--- MATERIAL FOR THIS EXERCISE ---
== Segment start ==
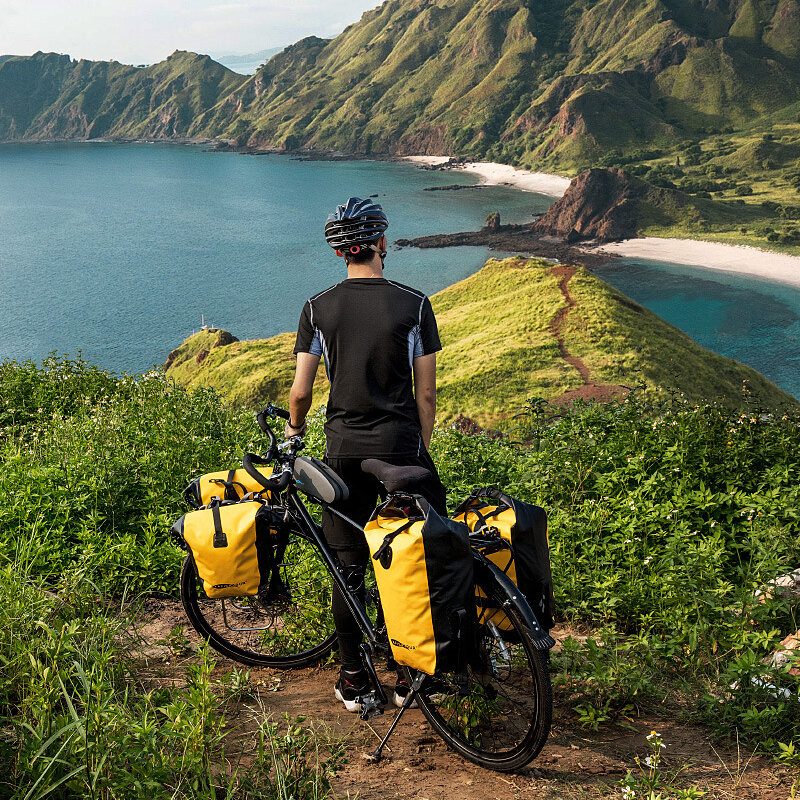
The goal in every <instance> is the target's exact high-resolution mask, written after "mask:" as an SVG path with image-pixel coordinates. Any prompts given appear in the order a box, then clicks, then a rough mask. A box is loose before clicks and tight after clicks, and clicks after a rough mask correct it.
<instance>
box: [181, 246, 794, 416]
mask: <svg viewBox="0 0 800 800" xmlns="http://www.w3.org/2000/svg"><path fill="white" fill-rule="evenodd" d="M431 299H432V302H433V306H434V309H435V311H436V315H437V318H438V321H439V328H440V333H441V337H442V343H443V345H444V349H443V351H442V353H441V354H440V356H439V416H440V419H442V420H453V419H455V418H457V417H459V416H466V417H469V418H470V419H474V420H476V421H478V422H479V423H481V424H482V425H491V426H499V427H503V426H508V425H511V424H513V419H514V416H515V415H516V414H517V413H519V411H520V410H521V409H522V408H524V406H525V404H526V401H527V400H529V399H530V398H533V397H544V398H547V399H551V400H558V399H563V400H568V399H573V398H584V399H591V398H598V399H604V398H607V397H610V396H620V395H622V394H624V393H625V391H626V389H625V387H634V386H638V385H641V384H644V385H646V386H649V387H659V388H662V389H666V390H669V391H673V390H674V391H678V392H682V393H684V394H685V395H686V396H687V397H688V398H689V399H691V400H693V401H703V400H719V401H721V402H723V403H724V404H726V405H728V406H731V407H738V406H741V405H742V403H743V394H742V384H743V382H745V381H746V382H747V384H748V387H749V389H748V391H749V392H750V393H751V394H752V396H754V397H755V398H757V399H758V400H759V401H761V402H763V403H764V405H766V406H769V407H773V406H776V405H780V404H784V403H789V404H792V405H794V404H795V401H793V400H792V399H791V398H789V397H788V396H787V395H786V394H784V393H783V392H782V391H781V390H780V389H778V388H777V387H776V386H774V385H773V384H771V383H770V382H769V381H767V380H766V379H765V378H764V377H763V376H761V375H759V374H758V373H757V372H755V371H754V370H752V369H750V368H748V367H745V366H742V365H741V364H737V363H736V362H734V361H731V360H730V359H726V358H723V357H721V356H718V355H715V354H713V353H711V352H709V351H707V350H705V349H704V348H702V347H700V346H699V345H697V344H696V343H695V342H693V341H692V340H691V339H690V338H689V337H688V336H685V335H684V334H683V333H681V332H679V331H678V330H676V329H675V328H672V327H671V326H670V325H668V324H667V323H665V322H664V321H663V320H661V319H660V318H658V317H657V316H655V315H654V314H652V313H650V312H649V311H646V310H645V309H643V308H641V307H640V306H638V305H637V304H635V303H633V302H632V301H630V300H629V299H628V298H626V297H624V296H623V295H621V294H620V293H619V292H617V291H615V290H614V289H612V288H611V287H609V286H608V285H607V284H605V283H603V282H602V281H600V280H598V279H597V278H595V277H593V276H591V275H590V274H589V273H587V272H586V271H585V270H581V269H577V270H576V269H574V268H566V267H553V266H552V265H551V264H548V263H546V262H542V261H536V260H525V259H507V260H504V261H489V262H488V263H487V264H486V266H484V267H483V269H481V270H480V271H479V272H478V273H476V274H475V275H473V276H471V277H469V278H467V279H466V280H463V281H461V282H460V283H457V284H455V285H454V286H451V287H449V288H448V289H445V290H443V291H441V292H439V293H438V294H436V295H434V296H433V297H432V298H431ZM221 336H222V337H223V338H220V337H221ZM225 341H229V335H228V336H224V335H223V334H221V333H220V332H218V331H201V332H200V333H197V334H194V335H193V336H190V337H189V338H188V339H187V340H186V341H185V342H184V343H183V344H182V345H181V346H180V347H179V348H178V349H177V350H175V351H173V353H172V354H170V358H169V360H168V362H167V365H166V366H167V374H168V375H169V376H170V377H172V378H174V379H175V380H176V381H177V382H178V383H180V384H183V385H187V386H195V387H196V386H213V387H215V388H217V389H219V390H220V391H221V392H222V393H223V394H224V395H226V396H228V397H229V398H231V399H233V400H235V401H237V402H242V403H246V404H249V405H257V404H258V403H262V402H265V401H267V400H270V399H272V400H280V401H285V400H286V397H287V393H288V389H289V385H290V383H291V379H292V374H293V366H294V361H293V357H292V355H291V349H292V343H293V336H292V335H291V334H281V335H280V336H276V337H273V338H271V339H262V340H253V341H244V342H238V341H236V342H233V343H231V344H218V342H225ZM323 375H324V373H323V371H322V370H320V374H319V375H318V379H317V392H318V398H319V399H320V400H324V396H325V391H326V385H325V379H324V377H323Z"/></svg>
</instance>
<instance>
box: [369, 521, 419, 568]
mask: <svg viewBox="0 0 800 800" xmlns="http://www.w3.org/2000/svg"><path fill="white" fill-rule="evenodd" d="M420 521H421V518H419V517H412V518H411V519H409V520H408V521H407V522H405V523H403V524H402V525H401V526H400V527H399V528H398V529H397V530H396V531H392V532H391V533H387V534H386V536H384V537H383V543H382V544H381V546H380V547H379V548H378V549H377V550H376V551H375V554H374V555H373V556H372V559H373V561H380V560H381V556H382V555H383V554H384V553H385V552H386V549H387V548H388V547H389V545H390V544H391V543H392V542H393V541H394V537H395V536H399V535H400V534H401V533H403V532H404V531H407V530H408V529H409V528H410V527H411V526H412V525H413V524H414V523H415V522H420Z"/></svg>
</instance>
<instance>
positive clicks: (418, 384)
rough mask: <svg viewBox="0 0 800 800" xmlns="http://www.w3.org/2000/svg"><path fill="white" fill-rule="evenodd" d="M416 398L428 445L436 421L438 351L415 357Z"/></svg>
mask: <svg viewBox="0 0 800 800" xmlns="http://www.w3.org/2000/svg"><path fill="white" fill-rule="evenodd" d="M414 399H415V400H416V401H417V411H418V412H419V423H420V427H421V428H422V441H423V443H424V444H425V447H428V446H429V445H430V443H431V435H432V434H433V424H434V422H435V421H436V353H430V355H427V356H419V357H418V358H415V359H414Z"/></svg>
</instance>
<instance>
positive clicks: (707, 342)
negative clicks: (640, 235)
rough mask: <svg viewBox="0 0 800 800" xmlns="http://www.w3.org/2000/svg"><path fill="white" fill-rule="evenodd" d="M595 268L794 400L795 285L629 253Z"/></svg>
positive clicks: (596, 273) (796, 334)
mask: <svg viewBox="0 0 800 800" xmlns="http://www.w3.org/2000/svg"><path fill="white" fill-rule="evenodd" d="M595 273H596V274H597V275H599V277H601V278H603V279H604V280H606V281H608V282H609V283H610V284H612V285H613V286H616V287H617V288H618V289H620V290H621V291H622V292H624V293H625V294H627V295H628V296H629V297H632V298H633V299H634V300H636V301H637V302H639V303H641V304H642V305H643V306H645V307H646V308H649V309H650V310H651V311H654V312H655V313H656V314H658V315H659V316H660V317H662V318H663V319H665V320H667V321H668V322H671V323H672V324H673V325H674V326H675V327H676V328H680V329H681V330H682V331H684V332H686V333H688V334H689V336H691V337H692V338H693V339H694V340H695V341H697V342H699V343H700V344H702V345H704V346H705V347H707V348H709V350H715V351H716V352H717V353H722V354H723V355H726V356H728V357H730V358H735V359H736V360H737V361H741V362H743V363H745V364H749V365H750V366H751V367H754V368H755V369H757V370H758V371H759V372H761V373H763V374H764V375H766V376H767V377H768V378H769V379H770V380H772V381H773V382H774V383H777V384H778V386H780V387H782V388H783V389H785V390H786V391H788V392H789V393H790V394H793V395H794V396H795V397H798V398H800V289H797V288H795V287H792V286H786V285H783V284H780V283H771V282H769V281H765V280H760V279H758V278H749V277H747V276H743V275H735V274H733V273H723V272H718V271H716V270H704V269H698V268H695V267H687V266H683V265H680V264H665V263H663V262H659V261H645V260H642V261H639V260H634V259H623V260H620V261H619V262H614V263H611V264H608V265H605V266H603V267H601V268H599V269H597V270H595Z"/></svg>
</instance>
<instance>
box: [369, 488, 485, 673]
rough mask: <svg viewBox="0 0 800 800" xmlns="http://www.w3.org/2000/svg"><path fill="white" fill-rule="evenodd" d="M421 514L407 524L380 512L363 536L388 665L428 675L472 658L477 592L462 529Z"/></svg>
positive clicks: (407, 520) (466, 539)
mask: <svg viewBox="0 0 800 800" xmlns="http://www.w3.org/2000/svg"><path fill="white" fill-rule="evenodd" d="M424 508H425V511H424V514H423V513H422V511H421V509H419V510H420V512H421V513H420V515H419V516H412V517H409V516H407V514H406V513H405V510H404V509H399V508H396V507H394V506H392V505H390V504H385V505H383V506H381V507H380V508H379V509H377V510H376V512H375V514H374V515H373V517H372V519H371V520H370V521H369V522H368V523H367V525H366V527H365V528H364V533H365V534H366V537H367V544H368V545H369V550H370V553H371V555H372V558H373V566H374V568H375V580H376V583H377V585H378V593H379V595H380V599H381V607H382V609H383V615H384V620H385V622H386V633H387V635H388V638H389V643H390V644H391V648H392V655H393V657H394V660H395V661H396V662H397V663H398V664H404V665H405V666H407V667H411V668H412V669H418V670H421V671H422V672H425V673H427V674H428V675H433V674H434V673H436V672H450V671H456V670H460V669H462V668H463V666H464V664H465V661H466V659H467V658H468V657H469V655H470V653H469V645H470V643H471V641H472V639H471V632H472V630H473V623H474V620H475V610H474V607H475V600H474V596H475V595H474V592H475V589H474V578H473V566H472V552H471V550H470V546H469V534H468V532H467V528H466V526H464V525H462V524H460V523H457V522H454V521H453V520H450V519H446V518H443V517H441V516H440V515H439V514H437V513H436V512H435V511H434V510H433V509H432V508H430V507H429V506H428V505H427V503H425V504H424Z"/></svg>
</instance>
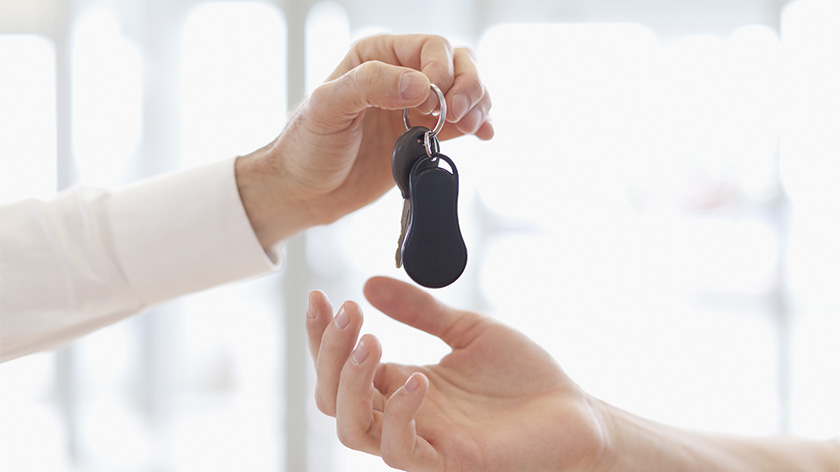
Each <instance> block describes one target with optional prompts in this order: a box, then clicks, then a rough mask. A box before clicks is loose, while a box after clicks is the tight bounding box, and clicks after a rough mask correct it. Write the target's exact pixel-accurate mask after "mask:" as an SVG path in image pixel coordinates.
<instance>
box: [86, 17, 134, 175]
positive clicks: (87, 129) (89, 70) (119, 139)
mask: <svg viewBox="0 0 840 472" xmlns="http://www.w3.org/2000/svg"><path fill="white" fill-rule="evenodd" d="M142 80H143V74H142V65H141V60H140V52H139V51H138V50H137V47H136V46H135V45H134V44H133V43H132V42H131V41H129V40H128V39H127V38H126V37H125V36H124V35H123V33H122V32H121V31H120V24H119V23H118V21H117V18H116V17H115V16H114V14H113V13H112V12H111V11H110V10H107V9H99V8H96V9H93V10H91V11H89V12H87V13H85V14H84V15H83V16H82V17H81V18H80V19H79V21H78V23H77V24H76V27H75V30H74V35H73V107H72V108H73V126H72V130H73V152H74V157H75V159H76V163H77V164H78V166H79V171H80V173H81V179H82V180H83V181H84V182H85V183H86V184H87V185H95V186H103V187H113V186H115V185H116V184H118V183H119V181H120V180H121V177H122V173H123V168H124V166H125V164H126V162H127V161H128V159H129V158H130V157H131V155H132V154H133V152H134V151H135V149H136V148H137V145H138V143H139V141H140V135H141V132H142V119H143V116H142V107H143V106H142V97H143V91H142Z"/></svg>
== Segment end ==
--- REQUIRED WORK ---
Your answer should consist solely of the lines above from the line with "negative clicks: (640, 235)" to the line with "514L407 524L380 512L363", both included, reproduced exactly.

--- WRITTEN REPLY ---
negative clicks: (640, 235)
rough mask: <svg viewBox="0 0 800 800" xmlns="http://www.w3.org/2000/svg"><path fill="white" fill-rule="evenodd" d="M595 268L794 400L795 285L629 253Z"/></svg>
positive clicks: (596, 273) (796, 334)
mask: <svg viewBox="0 0 800 800" xmlns="http://www.w3.org/2000/svg"><path fill="white" fill-rule="evenodd" d="M595 273H596V274H597V275H599V277H601V278H603V279H604V280H606V281H608V282H609V283H610V284H612V285H613V286H616V287H617V288H618V289H620V290H621V291H622V292H624V293H625V294H627V295H628V296H629V297H632V298H633V299H634V300H636V301H637V302H639V303H641V304H642V305H643V306H645V307H646V308H649V309H650V310H651V311H654V312H655V313H656V314H658V315H659V316H660V317H662V318H663V319H665V320H667V321H668V322H671V323H672V324H673V325H674V326H675V327H676V328H680V329H681V330H682V331H684V332H686V333H688V334H689V336H691V337H692V338H693V339H694V340H695V341H697V342H699V343H700V344H702V345H704V346H705V347H707V348H709V350H715V351H716V352H717V353H722V354H723V355H726V356H728V357H730V358H735V359H736V360H737V361H741V362H743V363H745V364H749V365H750V366H751V367H754V368H755V369H757V370H758V371H759V372H761V373H763V374H764V375H766V376H767V377H768V378H769V379H770V380H772V381H773V382H774V383H777V384H778V386H780V387H782V388H783V389H785V390H786V391H788V392H789V393H790V394H793V395H794V396H795V397H798V398H800V289H797V288H795V287H792V286H786V285H783V284H780V283H771V282H769V281H765V280H760V279H758V278H749V277H747V276H743V275H735V274H733V273H723V272H718V271H716V270H704V269H698V268H695V267H687V266H683V265H680V264H665V263H663V262H659V261H645V260H642V261H639V260H634V259H623V260H620V261H619V262H614V263H611V264H608V265H605V266H603V267H601V268H599V269H597V270H595Z"/></svg>
</instance>
<instance>
box: [369, 488, 485, 673]
rough mask: <svg viewBox="0 0 800 800" xmlns="http://www.w3.org/2000/svg"><path fill="white" fill-rule="evenodd" d="M421 514L407 524L380 512L363 536L388 665L428 675L472 658L477 592L462 529Z"/></svg>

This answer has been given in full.